* [What needs to be done] Use the entries below and reproduce exactly the lines from the one containing "261L127 291L125 322L139" down to the one containing "positive clicks: (1332, 475)", both of them included.

──────── Input records ────────

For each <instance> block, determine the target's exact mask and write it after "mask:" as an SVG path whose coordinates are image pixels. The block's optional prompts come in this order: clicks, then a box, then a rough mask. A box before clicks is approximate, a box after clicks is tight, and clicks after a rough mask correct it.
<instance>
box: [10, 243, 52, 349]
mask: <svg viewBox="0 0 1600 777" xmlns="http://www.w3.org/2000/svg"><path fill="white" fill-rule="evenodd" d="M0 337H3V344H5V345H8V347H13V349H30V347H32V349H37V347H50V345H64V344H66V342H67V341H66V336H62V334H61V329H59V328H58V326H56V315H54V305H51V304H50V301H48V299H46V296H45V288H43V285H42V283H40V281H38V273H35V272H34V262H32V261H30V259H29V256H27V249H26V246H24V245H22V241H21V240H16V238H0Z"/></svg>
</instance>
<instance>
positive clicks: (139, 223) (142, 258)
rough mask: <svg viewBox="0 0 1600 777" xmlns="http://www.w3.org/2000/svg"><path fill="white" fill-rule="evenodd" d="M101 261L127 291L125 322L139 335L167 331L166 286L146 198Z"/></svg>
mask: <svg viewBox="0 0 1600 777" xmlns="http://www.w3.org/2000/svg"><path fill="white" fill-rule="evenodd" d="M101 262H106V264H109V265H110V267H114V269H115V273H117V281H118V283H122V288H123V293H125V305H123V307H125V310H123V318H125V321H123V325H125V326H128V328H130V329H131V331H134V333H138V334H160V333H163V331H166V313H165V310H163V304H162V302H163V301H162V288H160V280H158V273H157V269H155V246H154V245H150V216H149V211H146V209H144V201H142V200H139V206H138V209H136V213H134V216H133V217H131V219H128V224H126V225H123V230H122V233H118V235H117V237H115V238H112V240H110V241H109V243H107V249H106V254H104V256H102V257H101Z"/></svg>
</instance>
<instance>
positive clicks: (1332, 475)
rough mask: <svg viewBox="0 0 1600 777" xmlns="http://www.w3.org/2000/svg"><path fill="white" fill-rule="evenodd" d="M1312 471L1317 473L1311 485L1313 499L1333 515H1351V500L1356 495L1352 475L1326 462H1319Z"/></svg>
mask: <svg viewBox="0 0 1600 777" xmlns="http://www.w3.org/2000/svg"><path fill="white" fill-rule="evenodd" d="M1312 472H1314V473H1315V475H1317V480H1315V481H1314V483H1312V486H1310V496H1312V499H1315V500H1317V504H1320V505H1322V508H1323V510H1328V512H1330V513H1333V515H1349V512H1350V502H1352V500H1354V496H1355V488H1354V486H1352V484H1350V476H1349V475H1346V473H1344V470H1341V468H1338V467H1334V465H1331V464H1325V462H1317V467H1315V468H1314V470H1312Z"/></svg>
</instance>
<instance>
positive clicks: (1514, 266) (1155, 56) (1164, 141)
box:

────────

* [Solution]
rough mask: <svg viewBox="0 0 1600 777" xmlns="http://www.w3.org/2000/svg"><path fill="white" fill-rule="evenodd" d="M101 261L127 291L125 322L139 335L167 331L166 286L146 198Z"/></svg>
mask: <svg viewBox="0 0 1600 777" xmlns="http://www.w3.org/2000/svg"><path fill="white" fill-rule="evenodd" d="M101 262H106V264H109V265H110V267H114V269H115V273H117V281H118V283H122V288H123V293H125V305H123V307H125V310H123V318H125V321H123V325H125V326H128V328H130V329H131V331H134V333H138V334H160V333H163V331H166V313H165V310H163V304H162V302H163V301H162V288H160V280H158V273H157V269H155V246H154V245H150V216H149V211H146V209H144V201H142V200H139V206H138V209H136V213H134V216H133V217H131V219H128V224H126V225H123V230H122V233H118V235H117V237H115V238H112V240H110V241H109V243H107V249H106V254H104V256H102V257H101Z"/></svg>
</instance>
<instance>
positive clicks: (1332, 475)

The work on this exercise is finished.